TASK TO CARRY OUT:
Filter the lines below, keeping each one that holds "frame".

Items from a dataset:
+ + + + +

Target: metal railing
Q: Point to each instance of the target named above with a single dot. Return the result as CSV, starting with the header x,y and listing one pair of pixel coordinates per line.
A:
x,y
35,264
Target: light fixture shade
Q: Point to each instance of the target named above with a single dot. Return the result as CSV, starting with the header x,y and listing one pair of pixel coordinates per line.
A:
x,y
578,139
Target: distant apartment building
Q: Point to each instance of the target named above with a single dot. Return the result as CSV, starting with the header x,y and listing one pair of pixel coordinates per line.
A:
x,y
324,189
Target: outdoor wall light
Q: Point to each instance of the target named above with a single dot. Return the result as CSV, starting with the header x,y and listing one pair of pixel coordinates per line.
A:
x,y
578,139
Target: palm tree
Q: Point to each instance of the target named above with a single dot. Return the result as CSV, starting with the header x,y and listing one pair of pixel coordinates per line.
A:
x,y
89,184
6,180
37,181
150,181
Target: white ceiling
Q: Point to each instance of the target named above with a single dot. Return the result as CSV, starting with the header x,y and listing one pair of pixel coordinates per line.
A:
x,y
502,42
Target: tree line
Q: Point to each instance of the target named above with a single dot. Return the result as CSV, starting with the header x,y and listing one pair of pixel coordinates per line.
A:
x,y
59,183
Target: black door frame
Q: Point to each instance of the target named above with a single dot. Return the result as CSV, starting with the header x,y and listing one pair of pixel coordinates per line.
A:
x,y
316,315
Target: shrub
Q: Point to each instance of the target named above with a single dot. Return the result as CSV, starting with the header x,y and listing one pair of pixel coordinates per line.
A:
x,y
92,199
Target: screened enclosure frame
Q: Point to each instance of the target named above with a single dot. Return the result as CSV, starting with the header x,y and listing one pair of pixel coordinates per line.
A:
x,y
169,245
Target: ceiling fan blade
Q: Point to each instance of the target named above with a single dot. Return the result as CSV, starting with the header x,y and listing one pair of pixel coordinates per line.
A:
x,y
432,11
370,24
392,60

+ + + + +

OUTPUT OF THE TASK:
Target: black door frame
Target: screened enclosure frame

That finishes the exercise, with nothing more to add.